[Point annotations for photos]
:::::

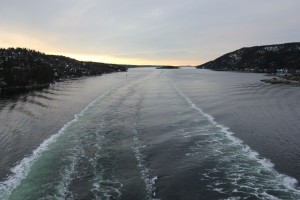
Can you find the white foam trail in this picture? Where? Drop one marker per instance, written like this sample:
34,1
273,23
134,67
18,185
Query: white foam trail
287,181
20,171
149,181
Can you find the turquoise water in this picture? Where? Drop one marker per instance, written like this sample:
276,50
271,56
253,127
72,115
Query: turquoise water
144,138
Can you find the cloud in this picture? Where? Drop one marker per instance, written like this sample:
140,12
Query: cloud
192,31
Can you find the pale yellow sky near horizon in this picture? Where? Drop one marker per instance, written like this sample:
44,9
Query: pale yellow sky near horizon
141,32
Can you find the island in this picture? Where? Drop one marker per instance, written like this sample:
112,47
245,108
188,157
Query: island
22,68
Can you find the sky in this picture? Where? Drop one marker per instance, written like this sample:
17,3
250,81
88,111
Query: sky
153,32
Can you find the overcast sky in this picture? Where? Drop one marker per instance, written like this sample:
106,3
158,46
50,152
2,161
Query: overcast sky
175,32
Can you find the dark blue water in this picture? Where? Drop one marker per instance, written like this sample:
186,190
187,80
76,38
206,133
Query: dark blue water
155,134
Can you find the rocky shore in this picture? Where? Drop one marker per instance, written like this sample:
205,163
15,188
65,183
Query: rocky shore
24,69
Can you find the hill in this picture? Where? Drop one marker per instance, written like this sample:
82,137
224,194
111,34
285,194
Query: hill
20,68
270,58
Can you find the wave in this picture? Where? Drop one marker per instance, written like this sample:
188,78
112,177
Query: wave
21,170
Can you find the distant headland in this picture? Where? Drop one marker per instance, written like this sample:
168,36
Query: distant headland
22,68
265,59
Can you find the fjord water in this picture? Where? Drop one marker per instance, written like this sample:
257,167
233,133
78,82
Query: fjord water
154,134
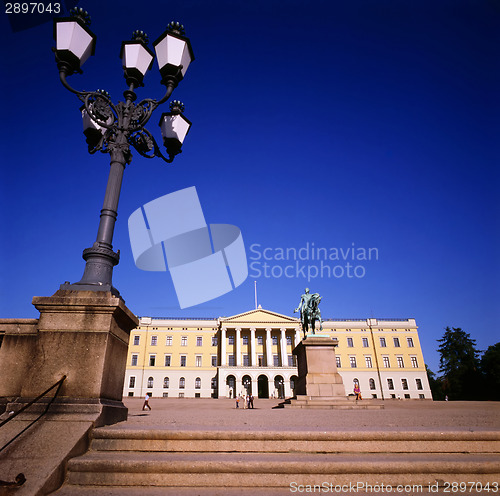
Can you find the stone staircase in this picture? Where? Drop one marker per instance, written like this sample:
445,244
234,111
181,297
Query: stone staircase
127,461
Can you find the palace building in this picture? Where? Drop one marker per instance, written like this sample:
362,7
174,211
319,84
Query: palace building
252,351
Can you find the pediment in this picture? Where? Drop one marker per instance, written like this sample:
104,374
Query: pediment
259,316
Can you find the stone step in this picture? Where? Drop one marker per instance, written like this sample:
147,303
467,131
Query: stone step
109,439
277,469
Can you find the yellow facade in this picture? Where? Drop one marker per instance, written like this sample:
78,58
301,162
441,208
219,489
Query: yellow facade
253,351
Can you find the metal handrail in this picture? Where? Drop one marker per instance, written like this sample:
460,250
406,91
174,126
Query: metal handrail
58,384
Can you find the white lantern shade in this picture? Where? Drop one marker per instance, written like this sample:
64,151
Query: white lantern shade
173,51
174,127
74,42
136,57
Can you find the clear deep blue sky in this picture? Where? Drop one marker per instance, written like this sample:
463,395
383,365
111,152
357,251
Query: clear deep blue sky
325,122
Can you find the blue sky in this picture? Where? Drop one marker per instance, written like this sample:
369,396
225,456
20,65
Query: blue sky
325,122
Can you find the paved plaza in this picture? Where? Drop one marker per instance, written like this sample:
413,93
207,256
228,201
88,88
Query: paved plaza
397,415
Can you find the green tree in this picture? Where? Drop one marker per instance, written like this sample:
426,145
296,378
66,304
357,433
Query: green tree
490,367
459,363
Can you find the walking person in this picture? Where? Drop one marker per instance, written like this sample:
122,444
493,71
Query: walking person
146,402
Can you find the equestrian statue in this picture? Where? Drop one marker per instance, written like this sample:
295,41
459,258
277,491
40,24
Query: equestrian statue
309,311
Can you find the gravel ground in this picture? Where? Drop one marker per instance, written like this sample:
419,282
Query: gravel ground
221,414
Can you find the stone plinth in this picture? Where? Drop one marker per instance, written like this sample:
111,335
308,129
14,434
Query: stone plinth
318,375
83,335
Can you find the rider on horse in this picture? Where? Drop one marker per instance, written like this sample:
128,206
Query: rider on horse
309,311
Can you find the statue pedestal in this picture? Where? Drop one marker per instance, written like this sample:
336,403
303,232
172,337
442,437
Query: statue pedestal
318,376
319,384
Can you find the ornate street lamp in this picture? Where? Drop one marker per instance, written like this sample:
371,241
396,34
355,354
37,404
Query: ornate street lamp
114,128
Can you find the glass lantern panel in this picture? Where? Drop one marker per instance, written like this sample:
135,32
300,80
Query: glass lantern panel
172,50
174,126
71,36
137,57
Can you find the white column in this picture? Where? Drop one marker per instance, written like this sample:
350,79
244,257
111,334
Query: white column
297,337
223,358
253,348
284,357
238,346
269,355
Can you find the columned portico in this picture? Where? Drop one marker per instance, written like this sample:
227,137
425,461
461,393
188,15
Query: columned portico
269,355
284,357
238,346
253,348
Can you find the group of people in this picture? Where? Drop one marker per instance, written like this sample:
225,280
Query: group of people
246,401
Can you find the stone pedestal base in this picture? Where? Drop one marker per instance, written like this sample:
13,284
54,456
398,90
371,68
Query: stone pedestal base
81,334
318,382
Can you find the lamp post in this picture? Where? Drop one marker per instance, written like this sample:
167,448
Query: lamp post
114,128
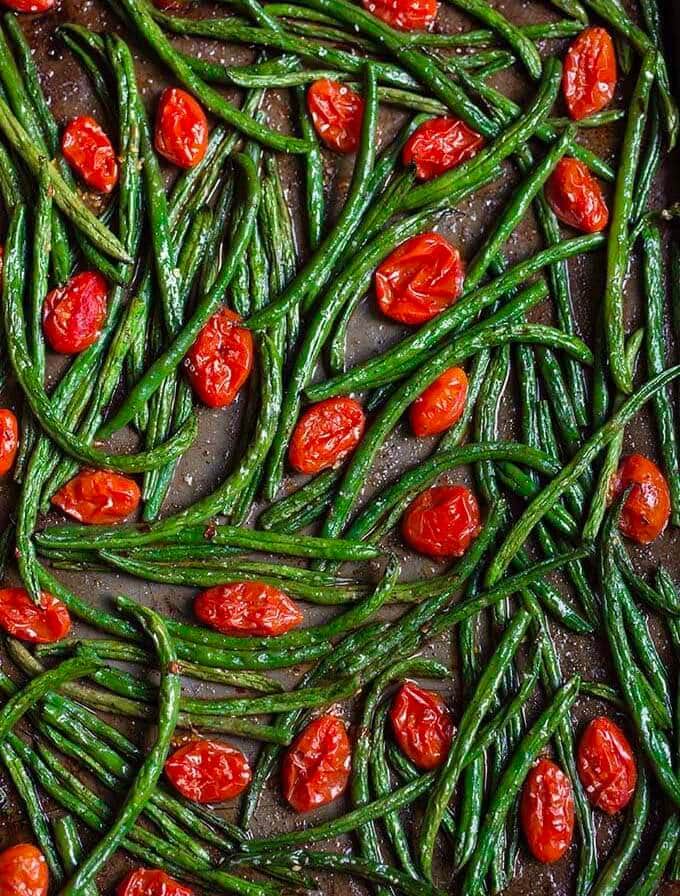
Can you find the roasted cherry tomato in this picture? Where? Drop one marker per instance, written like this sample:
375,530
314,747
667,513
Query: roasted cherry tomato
442,521
208,771
337,113
73,314
247,608
589,76
315,770
547,811
220,360
440,144
90,153
419,279
421,724
9,439
576,196
39,624
23,871
441,404
646,511
98,496
326,433
606,766
181,128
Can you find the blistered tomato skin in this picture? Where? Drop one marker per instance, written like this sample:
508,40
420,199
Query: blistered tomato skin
419,280
439,145
247,608
589,74
547,811
326,434
421,725
442,521
316,768
208,771
219,362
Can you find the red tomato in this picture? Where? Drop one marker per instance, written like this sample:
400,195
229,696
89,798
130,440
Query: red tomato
422,725
440,144
181,128
441,404
21,618
576,196
98,496
645,514
325,434
9,439
589,76
606,766
337,113
208,771
247,608
442,521
547,811
419,279
315,770
23,871
90,153
220,360
74,314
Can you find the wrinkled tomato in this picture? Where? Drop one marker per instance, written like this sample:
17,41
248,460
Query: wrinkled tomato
646,511
247,608
325,434
73,314
41,623
589,75
440,144
220,360
421,724
337,113
98,496
547,811
208,771
419,279
315,770
181,128
576,196
441,404
442,521
606,765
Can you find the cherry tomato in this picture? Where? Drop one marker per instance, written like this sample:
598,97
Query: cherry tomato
74,314
38,624
441,404
315,770
440,144
645,513
547,811
181,128
337,113
325,434
98,496
9,439
576,196
247,608
419,279
606,766
220,360
208,771
442,521
23,871
589,76
90,153
421,724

:::::

EXERCISE INSTRUCTIONS: Leave out every picture, and copy exactly the lines from the line that contains "Can you find the lamp" through the end of the material.

ANSWER TO THIS TASK:
Can you find the lamp post in this picture? Where? Drop one marker per instance, written like this sample:
167,448
Query: lamp post
114,128
Can you find the roasted cherry tomato in this picture? Where? Drop one marker per instance, written like this sample:
375,530
314,747
667,513
Query: roasted cherry tomato
442,521
208,771
337,113
73,314
247,608
589,76
315,770
547,811
220,360
440,144
90,153
419,279
421,724
9,439
576,196
39,624
23,871
441,404
646,511
98,496
326,433
606,766
181,128
Can you find the blistered tomato skin in this picture? Where? Drop one marker per instance, written like this sample:
508,40
420,199
Query: blistered tomato skin
419,280
439,145
247,608
589,74
547,811
326,434
421,725
442,521
316,768
208,771
219,362
Can you find the red tomato in this picture? Where? Drop one marker per instance, written like this sample:
400,195
229,696
89,798
130,440
Query: red tomato
422,725
440,144
181,128
441,404
21,618
576,196
98,496
645,514
325,434
9,439
589,76
606,766
337,113
208,771
247,608
442,521
547,811
419,279
315,770
23,871
90,153
220,360
74,314
Can you find the wrinkled tomato in this picture? Where? Drop one marker per instance, written like this sample:
17,41
248,460
Query: wrinkled tomato
646,511
247,608
325,434
73,314
41,623
589,75
440,144
220,360
421,724
337,113
98,496
547,811
208,771
419,279
315,770
181,128
576,196
441,404
442,521
606,765
Can you find the cherry tomato in this picture? Where? Drop one marker per instance, written like this sample:
598,97
Query: cherry tomato
74,314
38,624
441,404
315,770
440,144
645,513
547,811
181,128
337,113
325,434
98,496
9,439
576,196
247,608
419,279
606,766
220,360
208,771
442,521
23,871
589,76
90,153
421,724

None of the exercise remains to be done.